Required work: Exactly the lines from the one containing "of the pitched" through the final line of the data are to be written out again, with nothing added.

Exercise materials:

══════════

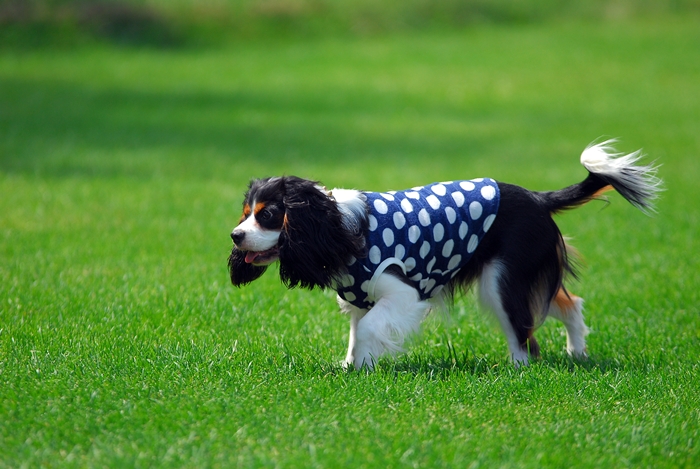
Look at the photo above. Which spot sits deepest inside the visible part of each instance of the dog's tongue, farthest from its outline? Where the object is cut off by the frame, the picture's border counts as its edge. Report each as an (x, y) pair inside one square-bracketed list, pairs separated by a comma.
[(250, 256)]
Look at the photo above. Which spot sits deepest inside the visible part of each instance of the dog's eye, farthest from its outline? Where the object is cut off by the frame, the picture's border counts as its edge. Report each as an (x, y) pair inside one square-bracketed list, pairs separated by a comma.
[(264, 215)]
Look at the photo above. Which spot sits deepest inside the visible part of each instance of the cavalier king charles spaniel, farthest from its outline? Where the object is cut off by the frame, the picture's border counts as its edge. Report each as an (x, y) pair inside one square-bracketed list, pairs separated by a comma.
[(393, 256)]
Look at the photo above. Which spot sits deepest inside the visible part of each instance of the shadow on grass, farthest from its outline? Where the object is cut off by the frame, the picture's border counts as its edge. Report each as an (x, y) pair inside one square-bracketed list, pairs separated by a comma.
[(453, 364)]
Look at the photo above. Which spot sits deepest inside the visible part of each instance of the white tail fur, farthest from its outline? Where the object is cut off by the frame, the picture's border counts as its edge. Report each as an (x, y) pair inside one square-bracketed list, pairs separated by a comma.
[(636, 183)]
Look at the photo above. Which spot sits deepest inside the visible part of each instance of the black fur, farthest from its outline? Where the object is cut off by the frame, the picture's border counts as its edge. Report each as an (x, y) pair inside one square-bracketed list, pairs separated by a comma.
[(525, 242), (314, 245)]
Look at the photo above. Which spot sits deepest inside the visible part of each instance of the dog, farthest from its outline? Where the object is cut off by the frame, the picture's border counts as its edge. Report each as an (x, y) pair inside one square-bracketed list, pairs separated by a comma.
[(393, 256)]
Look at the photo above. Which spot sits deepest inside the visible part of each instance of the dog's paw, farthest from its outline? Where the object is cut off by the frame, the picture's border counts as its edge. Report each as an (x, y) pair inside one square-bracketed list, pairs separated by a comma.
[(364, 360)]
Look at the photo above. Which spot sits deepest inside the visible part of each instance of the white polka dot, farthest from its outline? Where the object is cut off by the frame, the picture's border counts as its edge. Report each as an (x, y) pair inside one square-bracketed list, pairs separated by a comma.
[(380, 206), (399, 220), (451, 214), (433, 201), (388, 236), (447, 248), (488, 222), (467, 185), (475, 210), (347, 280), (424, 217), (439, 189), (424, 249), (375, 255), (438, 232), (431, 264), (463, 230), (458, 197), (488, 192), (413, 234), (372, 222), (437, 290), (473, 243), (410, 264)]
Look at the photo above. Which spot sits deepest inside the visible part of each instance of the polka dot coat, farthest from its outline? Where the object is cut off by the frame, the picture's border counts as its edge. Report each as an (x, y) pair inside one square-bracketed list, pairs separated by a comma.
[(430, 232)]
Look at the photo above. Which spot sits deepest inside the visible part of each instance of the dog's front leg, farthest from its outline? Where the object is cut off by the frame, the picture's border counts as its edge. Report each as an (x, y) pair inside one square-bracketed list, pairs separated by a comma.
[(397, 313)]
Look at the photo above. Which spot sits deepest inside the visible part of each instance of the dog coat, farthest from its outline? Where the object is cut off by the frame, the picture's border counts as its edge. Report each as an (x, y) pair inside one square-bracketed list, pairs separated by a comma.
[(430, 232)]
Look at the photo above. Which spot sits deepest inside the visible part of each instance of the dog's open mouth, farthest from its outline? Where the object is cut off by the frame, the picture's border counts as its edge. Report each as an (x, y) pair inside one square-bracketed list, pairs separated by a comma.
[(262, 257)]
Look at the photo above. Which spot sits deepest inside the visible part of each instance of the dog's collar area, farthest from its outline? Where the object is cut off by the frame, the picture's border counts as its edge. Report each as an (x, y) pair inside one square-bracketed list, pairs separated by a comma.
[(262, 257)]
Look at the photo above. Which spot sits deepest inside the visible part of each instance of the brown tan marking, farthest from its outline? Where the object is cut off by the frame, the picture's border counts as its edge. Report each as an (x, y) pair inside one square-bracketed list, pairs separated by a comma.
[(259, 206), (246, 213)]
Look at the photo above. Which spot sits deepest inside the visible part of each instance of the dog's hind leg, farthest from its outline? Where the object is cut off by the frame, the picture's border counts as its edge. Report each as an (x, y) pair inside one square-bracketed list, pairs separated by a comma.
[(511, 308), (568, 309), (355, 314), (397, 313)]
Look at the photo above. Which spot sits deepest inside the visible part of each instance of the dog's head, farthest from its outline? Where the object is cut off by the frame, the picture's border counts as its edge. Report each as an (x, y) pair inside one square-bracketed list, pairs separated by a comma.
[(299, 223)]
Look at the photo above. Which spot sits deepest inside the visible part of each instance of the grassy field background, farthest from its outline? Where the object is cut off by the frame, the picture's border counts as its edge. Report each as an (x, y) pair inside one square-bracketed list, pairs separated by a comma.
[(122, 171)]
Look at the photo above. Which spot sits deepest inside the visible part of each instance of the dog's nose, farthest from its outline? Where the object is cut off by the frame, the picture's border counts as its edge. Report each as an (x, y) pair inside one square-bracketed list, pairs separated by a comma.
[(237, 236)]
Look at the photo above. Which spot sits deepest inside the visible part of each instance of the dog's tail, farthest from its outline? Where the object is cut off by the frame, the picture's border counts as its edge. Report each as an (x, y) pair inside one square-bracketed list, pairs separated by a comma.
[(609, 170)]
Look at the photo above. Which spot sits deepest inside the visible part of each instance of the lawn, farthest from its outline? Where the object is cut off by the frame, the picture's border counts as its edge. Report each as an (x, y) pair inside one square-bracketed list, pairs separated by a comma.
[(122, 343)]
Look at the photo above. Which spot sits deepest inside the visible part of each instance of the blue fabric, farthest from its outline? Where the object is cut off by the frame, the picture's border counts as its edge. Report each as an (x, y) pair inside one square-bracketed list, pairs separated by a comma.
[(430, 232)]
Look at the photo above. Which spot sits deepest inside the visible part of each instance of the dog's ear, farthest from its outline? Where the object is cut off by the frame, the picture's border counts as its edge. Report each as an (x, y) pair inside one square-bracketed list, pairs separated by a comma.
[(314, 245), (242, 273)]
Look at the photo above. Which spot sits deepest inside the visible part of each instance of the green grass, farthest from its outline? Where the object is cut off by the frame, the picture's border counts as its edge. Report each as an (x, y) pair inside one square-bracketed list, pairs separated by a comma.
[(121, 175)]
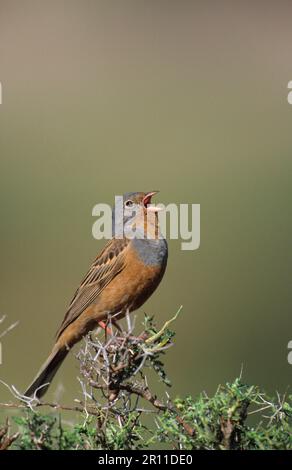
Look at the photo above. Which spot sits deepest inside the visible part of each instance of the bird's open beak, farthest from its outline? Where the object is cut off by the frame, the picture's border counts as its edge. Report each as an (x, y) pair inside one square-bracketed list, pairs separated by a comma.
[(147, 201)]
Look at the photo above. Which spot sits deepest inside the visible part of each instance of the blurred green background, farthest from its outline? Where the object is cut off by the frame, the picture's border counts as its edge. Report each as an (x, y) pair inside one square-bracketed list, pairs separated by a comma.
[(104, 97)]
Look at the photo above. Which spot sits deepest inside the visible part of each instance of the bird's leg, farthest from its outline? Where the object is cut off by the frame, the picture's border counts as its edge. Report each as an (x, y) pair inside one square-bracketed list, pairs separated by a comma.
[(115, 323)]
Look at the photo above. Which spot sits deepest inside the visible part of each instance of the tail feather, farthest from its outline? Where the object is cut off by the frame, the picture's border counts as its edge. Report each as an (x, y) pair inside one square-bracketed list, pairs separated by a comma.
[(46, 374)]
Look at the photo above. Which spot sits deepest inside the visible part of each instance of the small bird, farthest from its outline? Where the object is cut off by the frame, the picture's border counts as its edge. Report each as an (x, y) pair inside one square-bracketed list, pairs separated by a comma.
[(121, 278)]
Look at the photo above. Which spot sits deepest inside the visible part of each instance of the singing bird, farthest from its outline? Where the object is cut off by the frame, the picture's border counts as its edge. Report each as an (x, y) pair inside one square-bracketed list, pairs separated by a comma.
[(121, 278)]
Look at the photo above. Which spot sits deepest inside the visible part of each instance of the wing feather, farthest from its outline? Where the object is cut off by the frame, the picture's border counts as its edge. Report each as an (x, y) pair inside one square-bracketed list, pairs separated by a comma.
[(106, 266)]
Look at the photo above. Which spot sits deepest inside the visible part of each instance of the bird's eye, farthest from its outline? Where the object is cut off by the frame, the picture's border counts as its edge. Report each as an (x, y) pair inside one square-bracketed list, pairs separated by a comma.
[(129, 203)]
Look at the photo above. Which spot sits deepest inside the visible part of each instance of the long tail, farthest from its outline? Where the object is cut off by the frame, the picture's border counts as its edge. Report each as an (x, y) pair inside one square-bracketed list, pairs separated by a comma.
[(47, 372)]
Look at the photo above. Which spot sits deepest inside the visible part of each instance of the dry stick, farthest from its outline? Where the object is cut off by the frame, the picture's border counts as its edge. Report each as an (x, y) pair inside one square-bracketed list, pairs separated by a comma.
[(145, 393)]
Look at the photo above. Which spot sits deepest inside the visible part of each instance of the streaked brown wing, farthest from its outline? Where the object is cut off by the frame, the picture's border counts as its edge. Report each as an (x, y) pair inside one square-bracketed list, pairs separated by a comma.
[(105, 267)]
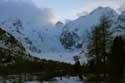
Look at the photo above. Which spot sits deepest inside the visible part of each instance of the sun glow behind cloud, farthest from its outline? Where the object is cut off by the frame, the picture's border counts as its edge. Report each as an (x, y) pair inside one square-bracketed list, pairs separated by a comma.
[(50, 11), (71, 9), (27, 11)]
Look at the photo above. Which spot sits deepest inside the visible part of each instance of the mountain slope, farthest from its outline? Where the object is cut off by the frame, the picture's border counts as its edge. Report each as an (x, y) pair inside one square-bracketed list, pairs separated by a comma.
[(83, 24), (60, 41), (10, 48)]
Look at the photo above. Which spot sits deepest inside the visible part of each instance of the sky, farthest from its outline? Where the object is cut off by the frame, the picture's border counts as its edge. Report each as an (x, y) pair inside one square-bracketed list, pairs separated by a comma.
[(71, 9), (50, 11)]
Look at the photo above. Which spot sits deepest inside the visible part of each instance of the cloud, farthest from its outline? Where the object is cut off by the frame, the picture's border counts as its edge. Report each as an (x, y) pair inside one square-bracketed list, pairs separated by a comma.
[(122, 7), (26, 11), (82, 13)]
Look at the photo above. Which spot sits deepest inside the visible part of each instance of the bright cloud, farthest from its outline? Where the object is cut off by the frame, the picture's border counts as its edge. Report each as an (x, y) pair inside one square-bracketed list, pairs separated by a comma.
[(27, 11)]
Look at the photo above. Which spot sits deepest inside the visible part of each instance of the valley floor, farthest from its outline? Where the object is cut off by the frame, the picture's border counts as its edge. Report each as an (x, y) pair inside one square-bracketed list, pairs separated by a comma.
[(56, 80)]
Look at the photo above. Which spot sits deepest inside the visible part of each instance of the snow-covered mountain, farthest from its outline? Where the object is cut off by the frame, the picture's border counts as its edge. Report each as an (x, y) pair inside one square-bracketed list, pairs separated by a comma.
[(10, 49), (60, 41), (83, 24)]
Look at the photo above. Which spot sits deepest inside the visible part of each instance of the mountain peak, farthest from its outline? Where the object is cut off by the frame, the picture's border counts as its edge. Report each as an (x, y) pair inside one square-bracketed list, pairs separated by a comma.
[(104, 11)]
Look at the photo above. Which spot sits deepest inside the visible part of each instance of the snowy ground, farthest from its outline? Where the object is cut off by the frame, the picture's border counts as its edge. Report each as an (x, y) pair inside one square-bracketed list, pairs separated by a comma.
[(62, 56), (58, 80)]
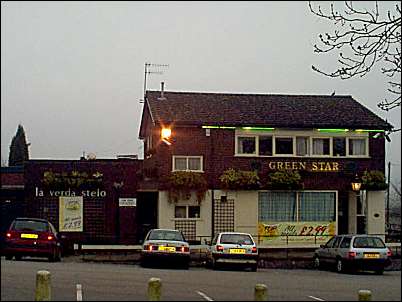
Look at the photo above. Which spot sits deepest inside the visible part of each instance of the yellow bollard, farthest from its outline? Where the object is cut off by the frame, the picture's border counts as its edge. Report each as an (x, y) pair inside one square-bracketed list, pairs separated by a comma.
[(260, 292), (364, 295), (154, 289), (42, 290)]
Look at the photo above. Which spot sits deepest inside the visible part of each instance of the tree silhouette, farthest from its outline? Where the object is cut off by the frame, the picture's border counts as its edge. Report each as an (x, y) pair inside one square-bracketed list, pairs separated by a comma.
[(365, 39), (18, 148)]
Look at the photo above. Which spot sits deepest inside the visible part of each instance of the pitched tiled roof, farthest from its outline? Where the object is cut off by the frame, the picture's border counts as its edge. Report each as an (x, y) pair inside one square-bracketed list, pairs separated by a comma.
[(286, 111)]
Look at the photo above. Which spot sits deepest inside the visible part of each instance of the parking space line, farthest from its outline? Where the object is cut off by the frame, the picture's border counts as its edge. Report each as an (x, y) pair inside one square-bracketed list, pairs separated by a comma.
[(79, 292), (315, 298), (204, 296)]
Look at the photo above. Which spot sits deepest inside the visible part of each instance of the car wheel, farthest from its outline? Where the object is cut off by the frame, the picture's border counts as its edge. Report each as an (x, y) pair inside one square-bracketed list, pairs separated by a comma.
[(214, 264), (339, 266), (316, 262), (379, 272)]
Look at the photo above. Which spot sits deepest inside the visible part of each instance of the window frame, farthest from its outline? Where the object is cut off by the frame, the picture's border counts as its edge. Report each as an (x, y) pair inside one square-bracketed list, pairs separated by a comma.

══════════

Output for this exercise:
Look at the photo above. Which spot sits deepest inside the visible part of each instance of the pitched tiled roof, farthest from its outline? Where the object is cut off by the frame, the picture's border counts as its edge. Report each as an (x, y) pair inside one square-bracketed list, pairs separated by a comma.
[(286, 111)]
Look at the photo above. Which spot sits deepest inside the visible part of each instance of the parking space line, farthest from its outline? Where the object is cut off by the frame, the picture's border counts as its edge. Report each as an (x, y) pair inside one square-bracketed list, pairs separated by a comma.
[(79, 292), (315, 298), (204, 296)]
Look at the photo above. Which spot sits deepest inside the visible part of each instance of the car wheel, farthest from its outline? Where the object is cut off by the frame, the picture's border counts as its edge. Report each as an (x, y) pair inside one square-bracketed list, pairs separated by a comma.
[(214, 264), (339, 266), (316, 262), (379, 272)]
Look at the photo above. Which spot sits deepest inside the visible part of each instance of the window frame, farthest from its outline? Where the object is cut off by the frame, the picture's border counts as its edge. Report each as an (x, y) pair inside one square-bracketed list, pairs separated by a comma.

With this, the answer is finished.